# MATERIAL PROVIDED
** Start **
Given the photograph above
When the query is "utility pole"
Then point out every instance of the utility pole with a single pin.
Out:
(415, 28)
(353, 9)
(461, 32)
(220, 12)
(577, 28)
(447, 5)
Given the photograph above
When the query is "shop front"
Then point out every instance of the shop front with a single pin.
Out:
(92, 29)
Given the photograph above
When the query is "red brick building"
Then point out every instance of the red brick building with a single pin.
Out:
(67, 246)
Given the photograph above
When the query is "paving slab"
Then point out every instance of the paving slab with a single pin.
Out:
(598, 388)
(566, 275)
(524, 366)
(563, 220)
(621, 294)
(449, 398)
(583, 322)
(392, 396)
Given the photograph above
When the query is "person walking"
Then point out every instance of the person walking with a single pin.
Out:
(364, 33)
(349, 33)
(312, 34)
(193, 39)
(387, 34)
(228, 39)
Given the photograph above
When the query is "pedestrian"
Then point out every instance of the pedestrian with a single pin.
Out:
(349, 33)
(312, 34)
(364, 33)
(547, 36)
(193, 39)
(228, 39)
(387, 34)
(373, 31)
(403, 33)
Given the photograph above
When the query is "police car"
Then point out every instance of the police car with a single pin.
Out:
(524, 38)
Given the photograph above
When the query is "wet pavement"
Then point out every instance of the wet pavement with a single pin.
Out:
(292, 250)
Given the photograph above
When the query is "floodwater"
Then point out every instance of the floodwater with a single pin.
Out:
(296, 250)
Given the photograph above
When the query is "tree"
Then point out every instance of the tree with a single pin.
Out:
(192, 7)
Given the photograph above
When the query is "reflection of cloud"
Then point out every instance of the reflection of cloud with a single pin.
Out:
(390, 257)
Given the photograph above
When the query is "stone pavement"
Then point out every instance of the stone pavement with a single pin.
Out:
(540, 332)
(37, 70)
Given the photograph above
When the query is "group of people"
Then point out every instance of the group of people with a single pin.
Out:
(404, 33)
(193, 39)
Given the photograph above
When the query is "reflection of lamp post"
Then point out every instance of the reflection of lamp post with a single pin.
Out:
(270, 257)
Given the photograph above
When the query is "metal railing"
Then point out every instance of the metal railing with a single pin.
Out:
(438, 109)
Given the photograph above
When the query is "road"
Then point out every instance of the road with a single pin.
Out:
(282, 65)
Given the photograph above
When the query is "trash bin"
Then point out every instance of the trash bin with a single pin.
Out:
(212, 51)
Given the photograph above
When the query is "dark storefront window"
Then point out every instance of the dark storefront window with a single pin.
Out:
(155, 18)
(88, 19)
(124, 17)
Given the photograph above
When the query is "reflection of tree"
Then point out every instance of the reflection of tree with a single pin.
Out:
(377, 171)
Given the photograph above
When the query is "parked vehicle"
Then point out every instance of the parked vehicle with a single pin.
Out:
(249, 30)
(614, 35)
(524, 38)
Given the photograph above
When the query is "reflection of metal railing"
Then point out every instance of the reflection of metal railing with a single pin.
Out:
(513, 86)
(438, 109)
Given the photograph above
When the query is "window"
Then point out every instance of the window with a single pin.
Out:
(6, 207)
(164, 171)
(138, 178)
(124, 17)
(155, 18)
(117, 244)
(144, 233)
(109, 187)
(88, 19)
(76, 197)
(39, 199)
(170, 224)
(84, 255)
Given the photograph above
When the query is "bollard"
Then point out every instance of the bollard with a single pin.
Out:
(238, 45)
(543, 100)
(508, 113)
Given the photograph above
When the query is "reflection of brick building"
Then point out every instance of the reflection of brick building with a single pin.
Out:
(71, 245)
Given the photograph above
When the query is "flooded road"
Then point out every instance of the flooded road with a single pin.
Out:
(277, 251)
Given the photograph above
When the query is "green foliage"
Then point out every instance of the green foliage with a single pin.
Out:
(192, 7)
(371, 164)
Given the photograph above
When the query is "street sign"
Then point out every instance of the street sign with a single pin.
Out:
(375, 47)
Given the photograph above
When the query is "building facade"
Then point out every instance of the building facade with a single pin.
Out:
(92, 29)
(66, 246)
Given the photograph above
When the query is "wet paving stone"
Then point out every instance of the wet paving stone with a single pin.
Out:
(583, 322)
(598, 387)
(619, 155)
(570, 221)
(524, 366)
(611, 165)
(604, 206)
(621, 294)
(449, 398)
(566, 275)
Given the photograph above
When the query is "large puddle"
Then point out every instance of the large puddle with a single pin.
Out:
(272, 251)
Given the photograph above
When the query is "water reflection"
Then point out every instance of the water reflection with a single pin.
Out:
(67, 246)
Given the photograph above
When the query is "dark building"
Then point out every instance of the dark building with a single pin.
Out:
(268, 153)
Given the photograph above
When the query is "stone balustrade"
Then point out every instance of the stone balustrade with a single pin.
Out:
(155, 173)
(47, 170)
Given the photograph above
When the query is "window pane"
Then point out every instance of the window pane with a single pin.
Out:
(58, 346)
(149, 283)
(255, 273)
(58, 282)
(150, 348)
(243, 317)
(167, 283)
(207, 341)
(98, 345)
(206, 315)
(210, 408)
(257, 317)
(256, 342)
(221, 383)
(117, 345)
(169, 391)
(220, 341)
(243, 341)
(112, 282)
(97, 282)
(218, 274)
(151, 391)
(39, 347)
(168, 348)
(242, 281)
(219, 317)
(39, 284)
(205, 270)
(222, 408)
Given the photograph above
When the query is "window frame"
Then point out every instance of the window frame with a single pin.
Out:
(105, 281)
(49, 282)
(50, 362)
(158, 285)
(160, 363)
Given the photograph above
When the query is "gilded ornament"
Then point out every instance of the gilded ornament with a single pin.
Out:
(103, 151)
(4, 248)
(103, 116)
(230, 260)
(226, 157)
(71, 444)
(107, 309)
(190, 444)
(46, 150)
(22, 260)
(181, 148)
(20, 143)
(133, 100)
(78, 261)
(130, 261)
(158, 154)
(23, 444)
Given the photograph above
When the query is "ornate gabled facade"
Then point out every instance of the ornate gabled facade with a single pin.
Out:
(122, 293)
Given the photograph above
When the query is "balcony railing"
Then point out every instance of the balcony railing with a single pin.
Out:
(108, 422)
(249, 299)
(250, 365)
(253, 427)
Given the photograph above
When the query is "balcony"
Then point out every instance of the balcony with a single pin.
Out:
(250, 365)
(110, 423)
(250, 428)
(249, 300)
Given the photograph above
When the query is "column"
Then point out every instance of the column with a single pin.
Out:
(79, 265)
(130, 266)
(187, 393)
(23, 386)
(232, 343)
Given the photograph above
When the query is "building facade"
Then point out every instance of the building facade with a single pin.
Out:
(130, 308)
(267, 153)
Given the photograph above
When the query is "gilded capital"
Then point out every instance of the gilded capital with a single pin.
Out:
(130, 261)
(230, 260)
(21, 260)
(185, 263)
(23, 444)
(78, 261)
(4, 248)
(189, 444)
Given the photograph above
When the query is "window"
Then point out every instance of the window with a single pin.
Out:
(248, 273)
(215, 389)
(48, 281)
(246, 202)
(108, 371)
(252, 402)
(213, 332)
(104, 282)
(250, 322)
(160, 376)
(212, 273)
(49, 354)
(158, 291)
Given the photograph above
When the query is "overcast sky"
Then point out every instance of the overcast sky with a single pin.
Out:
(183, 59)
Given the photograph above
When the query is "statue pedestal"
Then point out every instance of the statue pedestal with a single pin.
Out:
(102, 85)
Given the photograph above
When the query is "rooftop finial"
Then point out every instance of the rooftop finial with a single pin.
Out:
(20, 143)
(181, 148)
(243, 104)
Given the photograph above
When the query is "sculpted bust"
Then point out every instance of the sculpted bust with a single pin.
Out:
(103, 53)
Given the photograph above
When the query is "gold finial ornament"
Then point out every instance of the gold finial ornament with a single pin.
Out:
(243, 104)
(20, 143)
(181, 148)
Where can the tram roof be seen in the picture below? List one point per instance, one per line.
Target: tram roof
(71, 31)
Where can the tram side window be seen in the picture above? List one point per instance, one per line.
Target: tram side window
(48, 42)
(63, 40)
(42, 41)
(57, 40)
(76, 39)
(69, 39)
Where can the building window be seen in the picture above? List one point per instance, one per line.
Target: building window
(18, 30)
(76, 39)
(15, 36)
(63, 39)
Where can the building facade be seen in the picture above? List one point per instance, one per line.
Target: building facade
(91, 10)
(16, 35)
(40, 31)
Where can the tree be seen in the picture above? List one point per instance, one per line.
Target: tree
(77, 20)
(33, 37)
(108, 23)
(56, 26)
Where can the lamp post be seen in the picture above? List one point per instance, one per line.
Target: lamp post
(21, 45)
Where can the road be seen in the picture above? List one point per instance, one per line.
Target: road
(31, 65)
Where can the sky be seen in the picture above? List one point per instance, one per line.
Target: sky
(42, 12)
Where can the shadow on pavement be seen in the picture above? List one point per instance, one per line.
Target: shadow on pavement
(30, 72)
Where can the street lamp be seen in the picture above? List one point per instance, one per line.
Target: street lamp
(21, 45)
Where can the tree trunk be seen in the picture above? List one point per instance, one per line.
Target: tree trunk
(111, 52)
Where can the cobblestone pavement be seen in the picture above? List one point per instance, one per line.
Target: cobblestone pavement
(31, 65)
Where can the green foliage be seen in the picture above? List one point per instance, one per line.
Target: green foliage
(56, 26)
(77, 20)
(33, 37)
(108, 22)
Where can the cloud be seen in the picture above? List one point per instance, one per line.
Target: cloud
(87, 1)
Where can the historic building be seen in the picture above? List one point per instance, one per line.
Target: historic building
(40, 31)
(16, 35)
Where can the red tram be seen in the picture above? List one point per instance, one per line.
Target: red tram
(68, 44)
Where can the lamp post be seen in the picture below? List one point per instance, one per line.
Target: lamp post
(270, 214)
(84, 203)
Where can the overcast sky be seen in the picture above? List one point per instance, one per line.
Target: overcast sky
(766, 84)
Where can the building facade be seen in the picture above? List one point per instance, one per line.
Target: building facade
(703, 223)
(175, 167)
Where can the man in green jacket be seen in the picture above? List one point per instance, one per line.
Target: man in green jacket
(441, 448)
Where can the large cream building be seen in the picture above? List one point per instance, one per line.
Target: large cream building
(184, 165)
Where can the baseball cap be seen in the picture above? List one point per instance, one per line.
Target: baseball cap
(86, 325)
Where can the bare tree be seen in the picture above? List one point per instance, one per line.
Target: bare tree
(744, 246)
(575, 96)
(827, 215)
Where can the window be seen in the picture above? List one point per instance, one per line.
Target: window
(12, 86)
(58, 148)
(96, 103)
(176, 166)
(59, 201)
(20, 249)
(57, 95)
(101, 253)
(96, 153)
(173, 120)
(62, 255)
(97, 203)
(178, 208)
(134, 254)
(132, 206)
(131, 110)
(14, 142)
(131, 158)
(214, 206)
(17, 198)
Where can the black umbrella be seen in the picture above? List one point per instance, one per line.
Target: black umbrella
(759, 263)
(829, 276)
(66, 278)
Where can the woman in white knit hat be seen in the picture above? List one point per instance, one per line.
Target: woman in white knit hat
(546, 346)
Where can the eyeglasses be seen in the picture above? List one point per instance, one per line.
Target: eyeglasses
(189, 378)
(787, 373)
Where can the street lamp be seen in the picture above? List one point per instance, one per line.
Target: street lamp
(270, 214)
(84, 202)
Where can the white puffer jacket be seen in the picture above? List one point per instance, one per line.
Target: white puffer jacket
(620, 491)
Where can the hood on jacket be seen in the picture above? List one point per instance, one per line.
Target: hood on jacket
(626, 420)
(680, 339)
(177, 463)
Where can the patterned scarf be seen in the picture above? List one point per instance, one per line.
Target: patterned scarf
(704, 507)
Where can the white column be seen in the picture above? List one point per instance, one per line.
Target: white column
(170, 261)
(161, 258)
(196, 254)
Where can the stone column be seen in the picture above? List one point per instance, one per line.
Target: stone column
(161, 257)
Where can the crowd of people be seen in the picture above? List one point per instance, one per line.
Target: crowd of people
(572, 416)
** End **
# WHAT THIS TASK INVOLVES
From the line containing "Where can the black" through the final line of the listing above, retype every line exactly; leave out everything else.

# TASK RESULT
Where can the black umbrella be seen in the picture above? List one point per instance, one per line.
Target: black umbrella
(759, 263)
(829, 276)
(66, 278)
Where can the woman in white knit hat be seen in the picture above? List one point per instance, one per line.
Target: woman in white knit hat
(546, 346)
Where can the eyeglasses be seen in the picture above? List one point per instance, one per line.
Target: eyeglasses
(189, 378)
(787, 373)
Where can the street lamp be seen in the picture above? List one point per instance, one per line.
Target: street lamp
(270, 214)
(84, 202)
Where can the white puffer jacket be seen in the picture above? List one point per instance, one per line.
Target: white puffer jacket
(620, 491)
Where can the hood on jacket be seen in the picture above? List one point per instance, one per line.
Target: hood on jacket
(626, 420)
(680, 339)
(177, 463)
Where can the patterned scarf be seen in the picture above? List one point per instance, one per line.
Target: patterned scarf
(704, 507)
Where can the white column be seen in the picture above? List one point per instance, one per line.
Target: white column
(170, 261)
(161, 258)
(196, 254)
Where can the stone column be seen in the picture above? List one point per instance, one per line.
Target: stone column
(161, 257)
Where can the crowd of people be seen in the picture above? List one point per instance, one per line.
Target: crowd of people
(572, 416)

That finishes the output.